**WRITTEN REQUEST**
Beginning at the line that contains "lid in this photo.", reproduce every line to the end of the material without changing any of them.

**INPUT DATA**
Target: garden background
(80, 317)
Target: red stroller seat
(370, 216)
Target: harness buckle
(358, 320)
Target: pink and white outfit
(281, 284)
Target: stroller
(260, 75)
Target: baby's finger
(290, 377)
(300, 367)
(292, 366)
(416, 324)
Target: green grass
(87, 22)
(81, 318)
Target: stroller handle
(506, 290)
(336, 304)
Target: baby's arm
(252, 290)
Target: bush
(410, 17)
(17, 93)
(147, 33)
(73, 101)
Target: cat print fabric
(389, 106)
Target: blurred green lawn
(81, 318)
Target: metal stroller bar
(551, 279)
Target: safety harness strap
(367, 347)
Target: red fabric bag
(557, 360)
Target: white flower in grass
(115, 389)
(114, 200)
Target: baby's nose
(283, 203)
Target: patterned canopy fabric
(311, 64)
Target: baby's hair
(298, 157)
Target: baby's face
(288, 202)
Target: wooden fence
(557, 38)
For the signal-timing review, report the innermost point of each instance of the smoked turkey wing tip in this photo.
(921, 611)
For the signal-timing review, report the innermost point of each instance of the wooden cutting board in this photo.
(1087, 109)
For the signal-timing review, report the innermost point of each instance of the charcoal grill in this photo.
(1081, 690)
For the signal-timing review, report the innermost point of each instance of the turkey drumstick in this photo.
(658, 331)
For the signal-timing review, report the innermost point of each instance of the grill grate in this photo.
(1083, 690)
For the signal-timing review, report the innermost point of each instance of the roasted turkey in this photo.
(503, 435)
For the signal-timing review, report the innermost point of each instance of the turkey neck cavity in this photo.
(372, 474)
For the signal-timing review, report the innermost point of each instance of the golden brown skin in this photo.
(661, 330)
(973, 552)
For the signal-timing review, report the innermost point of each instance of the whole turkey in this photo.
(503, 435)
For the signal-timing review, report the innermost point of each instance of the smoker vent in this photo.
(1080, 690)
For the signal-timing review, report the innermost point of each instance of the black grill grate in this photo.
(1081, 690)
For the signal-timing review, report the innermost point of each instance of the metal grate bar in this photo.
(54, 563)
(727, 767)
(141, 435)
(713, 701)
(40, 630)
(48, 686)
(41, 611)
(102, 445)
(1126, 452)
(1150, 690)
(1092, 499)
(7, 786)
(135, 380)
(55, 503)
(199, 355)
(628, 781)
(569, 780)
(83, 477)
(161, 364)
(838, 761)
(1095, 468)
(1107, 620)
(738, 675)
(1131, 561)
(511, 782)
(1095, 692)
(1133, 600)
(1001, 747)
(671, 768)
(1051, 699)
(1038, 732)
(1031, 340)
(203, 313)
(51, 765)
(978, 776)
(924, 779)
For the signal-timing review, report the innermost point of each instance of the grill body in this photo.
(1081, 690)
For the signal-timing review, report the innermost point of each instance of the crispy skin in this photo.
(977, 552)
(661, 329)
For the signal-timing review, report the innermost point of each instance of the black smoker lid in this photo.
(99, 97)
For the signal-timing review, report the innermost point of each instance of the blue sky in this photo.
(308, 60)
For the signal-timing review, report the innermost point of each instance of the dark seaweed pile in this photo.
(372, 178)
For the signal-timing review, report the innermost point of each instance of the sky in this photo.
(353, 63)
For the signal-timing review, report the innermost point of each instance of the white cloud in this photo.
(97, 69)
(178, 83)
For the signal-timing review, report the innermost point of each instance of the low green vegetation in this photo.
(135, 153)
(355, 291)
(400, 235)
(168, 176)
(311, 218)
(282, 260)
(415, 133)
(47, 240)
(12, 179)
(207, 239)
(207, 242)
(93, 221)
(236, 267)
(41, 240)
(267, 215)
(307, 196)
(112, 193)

**FULL OUTPUT**
For the signal-timing review, report the innermost point of each instance of the black smoker lid in this photo.
(99, 97)
For the signal-timing review, report the innermost point of each instance of the blue sky in this photo.
(308, 60)
For the signal-timing review, report the innermost point of each instance of the dark seaweed pile in this photo.
(372, 178)
For the signal-timing review, report the innermost point of each instance of the sky in this photo.
(353, 63)
For the signal-timing review, report the innermost point of each instance of the white cloud in this photo.
(97, 69)
(178, 83)
For the signal-timing review, report the innermost point of each instance of the low green vegetation in this photo.
(135, 153)
(355, 291)
(400, 235)
(168, 176)
(311, 218)
(282, 260)
(415, 133)
(47, 240)
(12, 179)
(207, 239)
(207, 242)
(93, 221)
(236, 267)
(41, 240)
(267, 215)
(307, 196)
(112, 193)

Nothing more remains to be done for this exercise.